(Records excerpted from a collection)
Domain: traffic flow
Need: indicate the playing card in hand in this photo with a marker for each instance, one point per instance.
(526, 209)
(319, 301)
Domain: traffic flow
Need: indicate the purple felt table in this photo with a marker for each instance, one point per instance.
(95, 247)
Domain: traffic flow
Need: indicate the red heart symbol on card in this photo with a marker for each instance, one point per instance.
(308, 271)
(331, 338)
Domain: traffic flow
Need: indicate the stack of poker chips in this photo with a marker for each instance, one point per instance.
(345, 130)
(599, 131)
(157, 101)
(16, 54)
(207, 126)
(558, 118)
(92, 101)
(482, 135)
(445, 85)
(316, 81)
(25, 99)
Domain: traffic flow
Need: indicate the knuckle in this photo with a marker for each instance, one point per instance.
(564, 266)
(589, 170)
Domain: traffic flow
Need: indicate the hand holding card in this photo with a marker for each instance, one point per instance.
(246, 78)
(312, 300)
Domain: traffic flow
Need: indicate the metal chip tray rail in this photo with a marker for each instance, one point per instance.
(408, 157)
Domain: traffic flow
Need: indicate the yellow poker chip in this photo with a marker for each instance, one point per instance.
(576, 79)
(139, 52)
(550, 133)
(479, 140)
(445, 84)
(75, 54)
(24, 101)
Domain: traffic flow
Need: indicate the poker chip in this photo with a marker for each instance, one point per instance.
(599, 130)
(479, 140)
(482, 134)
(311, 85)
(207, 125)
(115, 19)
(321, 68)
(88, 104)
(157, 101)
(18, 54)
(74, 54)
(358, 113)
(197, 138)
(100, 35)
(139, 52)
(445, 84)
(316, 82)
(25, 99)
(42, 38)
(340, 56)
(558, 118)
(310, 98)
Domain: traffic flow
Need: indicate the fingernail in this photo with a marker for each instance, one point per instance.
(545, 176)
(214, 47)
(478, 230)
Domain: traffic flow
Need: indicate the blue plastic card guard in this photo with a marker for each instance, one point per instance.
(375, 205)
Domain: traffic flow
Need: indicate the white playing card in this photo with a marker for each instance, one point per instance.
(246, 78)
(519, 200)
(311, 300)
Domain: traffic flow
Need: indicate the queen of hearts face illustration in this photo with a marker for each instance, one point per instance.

GOAL OF THE EXERCISE: An exact copy of every record is required here.

REPLY:
Domain: traffic flow
Need: indicate the playing card in hand in this photo with a marker for each instance, one point per instance.
(526, 209)
(319, 301)
Domain: traffic flow
Need: indicate the purple felt table in this photo with a marker for each instance, one point per instance.
(95, 247)
Domain: traffic flow
Need: indicate the red heart symbol on card in this photo with a marker for each instance, one point per instance.
(308, 271)
(331, 338)
Domain: traffic flow
Need: indicate the stack of poker chips in this photo with a marker for each instance, one point per instance.
(345, 130)
(599, 131)
(157, 101)
(16, 54)
(207, 126)
(558, 118)
(92, 101)
(482, 135)
(445, 85)
(316, 81)
(25, 99)
Domain: traffic flow
Need: indicate the knuckle in this photo with a marker for each instance, one point per instance.
(564, 266)
(589, 170)
Domain: traffic flow
Need: indicate the hand holding card in this photo with a marker for each instance, one point per instance.
(246, 78)
(312, 300)
Domain: traffic flow
Need: indicate the metal chip tray rail in this photo with a marker for each instance, one point per instance.
(408, 157)
Domain: traffic flow
Need: indicate the yellow poker chip in this photo with a marker for each instance, one point per instance.
(576, 79)
(139, 52)
(550, 133)
(479, 140)
(445, 84)
(75, 54)
(24, 101)
Domain: traffic flow
Need: indicate the poker chip in this photo with a marker for each instance, one point per instance.
(599, 130)
(479, 140)
(482, 134)
(311, 85)
(207, 125)
(115, 19)
(321, 68)
(88, 104)
(157, 101)
(18, 54)
(74, 54)
(358, 113)
(197, 138)
(100, 35)
(139, 52)
(445, 84)
(316, 82)
(25, 99)
(42, 38)
(340, 56)
(558, 118)
(310, 98)
Domain: traffic flow
Need: indicate the fingernail in this photo with a marker for each instance, one point per instance.
(545, 176)
(214, 47)
(478, 230)
Domain: traffic flow
Need: indicate the blue plastic card guard in this photo with a marker for each instance, one point per instance.
(375, 205)
Domain: traffic flow
Need: indicate the white playing card in this photo with a marker for each instance, one point per instance.
(246, 78)
(519, 200)
(311, 300)
Domain: traffic flow
Need: indicate the queen of hearts face illustration in this photo with a marker for each instance, one point per instance.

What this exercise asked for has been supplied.